### Document segment
[clas12_rgk] [EXTERNAL] Re: RG-K PASS1 cooking status

Francois-Xavier Girod fxgirod at jlab.org
Tue Aug 4 18:36:58 EDT 2020


Dear Nathan

No sorry if this is trivial, maybe it is just a matter of clicking three
buttons from the sci comp website which I do not know
I would like to see a graph of the number of CPU hours per day used by RGB
and RGK over the last month, I was personally never shown this after having
asked for it

And yes I understand that this appears like a joke because this information
should be trivial to retrieve, but that is the kind of information I have
been asking

Best regards
FX

On Wed, Aug 5, 2020 at 12:31 AM Nathan Baltzell <baltzell at jlab.org> wrote:

> surely you're joking
>
>
> On Aug 4, 2020, at 18:14, Francois-Xavier Girod <fxgirod at jlab.org> wrote:
>
> Dear Nathan
>
> Thank you for the answer
>
> > I'm not sure what exactly you're looking for, but there's a few ways to
> get information on previous and current JLab batch farm usage ...
>
> Ok let me be reiterate specifically: we were told that last week RGK
> received more computing hours than RGB, which I am not contesting. I am
> only asking for the direct evidence.
> This is relevant as it is the basis for the decision on computing
> resources allocations.

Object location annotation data
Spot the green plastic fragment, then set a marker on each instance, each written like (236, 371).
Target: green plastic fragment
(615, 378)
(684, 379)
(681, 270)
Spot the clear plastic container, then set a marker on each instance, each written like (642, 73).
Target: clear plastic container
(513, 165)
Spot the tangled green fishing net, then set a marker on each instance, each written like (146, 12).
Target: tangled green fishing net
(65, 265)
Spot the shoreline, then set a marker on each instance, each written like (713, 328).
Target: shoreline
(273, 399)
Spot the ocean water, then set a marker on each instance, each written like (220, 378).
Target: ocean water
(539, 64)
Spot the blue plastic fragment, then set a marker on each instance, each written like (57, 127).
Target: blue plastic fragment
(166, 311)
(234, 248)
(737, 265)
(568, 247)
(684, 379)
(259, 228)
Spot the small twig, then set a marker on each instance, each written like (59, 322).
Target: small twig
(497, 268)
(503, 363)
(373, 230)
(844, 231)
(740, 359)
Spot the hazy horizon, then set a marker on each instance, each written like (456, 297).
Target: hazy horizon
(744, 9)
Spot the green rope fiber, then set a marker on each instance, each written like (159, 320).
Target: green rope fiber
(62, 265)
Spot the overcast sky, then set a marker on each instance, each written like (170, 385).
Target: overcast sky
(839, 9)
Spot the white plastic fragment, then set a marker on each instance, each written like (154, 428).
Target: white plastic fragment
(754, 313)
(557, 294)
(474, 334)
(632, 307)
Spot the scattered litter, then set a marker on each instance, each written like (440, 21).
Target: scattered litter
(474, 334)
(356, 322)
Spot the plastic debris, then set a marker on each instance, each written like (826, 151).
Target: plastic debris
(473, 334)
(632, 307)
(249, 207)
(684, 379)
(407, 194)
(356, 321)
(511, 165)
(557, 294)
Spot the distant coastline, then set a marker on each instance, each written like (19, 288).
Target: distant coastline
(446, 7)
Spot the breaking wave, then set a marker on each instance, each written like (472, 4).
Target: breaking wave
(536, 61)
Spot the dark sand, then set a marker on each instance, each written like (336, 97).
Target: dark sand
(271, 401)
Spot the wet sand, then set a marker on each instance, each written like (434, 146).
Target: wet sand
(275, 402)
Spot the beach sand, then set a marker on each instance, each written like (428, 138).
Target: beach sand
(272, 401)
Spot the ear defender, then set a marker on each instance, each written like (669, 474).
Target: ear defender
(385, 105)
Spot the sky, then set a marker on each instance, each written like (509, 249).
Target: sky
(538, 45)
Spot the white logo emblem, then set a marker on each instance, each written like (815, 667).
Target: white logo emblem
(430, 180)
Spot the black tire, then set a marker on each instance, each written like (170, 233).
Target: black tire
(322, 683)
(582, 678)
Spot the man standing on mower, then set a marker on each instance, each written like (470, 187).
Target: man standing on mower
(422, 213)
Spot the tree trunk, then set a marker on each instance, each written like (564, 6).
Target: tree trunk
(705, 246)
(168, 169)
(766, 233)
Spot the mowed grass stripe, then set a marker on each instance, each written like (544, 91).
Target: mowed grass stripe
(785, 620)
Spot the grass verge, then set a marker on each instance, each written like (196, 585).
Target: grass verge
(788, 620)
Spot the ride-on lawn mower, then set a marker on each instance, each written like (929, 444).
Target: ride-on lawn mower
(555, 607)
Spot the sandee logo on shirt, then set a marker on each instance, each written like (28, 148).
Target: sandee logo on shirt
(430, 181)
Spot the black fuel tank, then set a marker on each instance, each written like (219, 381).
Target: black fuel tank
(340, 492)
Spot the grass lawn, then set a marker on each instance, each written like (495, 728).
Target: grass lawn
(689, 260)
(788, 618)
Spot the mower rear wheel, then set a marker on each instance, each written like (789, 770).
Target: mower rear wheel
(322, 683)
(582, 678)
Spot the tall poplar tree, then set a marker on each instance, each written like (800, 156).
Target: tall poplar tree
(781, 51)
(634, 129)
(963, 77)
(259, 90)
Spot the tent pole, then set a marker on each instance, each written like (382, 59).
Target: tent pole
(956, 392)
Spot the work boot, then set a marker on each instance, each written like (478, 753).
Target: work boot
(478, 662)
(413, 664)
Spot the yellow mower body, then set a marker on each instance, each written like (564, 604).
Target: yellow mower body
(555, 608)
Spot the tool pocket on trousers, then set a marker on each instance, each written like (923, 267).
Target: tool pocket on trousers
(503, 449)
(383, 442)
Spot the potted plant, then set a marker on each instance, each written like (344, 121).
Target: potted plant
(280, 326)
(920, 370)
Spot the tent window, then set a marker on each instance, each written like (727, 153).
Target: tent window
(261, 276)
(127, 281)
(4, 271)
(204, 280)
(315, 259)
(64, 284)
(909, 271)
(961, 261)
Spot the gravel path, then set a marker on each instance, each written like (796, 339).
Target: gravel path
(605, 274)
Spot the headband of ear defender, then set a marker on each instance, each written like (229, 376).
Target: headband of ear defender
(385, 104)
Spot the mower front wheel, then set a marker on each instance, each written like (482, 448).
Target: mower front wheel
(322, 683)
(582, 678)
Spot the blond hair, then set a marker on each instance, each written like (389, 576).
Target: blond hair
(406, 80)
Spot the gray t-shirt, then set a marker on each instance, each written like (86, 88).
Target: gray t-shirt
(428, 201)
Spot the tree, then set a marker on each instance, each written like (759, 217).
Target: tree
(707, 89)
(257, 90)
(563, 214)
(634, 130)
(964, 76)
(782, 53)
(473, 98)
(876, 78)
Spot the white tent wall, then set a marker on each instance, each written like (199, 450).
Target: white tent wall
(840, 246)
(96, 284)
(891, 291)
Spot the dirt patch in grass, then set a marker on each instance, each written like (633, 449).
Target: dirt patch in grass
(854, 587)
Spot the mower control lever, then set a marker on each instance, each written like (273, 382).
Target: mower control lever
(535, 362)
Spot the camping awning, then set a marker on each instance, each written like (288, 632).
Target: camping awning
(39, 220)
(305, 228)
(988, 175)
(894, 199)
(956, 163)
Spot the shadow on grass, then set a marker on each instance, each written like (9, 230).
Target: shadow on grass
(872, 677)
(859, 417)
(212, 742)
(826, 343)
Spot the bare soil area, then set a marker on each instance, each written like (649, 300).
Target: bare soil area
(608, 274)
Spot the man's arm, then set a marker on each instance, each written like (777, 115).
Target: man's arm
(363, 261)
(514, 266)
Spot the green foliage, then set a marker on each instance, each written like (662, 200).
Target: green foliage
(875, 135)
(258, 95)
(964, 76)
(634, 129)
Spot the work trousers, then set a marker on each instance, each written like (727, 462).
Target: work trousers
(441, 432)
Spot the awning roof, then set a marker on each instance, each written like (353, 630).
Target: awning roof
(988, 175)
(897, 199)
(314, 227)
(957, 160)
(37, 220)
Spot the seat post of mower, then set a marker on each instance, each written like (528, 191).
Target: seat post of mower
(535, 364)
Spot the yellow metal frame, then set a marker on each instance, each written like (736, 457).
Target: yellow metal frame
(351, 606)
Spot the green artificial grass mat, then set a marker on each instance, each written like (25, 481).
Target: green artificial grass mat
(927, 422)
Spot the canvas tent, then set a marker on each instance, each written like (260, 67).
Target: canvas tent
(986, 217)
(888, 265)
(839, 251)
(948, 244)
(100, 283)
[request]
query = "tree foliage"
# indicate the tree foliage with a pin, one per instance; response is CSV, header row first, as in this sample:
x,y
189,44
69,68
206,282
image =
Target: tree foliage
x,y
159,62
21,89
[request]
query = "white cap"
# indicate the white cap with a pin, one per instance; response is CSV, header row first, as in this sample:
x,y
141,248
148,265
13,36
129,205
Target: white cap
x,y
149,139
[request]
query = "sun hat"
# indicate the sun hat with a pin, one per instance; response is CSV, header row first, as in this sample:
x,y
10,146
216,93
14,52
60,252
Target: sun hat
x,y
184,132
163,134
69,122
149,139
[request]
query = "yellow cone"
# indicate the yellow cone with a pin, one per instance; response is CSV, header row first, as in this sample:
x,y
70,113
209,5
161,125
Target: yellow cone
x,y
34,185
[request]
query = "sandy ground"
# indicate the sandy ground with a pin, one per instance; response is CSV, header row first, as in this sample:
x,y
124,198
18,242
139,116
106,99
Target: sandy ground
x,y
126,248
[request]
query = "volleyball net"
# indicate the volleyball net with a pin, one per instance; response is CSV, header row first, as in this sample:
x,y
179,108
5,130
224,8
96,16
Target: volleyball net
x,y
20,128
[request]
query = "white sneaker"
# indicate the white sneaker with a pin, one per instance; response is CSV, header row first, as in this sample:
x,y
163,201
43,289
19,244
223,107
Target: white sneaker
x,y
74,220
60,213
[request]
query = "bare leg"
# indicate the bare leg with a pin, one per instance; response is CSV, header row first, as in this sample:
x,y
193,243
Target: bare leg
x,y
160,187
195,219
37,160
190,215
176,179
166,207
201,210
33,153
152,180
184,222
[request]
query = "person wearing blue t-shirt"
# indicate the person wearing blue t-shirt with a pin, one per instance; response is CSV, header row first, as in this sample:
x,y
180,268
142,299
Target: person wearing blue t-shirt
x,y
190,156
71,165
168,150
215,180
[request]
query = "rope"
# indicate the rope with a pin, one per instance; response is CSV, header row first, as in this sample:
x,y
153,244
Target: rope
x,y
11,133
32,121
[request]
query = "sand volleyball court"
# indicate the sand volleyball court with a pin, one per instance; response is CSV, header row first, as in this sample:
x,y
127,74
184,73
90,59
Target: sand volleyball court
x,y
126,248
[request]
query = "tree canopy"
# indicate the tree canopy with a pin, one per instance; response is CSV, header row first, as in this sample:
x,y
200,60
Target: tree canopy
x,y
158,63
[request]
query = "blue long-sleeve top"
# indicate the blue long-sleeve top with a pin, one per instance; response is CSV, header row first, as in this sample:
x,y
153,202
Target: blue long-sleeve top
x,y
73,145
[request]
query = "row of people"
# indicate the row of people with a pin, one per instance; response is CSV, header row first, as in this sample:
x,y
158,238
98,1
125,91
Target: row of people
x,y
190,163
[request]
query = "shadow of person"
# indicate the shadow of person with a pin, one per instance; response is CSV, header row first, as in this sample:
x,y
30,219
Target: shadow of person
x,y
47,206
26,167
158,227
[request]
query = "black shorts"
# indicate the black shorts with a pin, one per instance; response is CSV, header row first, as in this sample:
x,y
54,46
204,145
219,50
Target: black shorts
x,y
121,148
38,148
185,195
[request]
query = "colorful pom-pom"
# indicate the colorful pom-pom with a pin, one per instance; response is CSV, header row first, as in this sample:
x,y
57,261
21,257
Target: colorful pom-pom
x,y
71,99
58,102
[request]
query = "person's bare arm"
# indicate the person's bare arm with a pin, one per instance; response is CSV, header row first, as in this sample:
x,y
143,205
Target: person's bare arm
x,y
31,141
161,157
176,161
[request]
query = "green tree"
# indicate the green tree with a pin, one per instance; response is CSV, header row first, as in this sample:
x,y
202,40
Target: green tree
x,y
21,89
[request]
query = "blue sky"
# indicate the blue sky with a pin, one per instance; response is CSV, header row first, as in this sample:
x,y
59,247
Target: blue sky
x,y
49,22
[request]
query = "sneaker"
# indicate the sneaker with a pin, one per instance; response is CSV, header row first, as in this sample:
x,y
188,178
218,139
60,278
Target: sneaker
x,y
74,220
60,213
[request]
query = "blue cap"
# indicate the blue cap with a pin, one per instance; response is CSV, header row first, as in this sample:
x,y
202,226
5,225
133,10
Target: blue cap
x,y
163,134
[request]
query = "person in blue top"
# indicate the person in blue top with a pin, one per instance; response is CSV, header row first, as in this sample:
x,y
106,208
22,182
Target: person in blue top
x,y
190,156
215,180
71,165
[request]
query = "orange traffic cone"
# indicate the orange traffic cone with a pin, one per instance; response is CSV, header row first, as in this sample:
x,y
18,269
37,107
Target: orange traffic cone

### Written exercise
List every date-and-time stamp that appears in the mailing-list thread, in the form it takes there. The rows have no connection to the mailing-list thread.

### Result of this task
- Tue Aug 4 18:36:58 EDT 2020
- Wed, Aug 5, 2020 at 12:31 AM
- Aug 4, 2020, at 18:14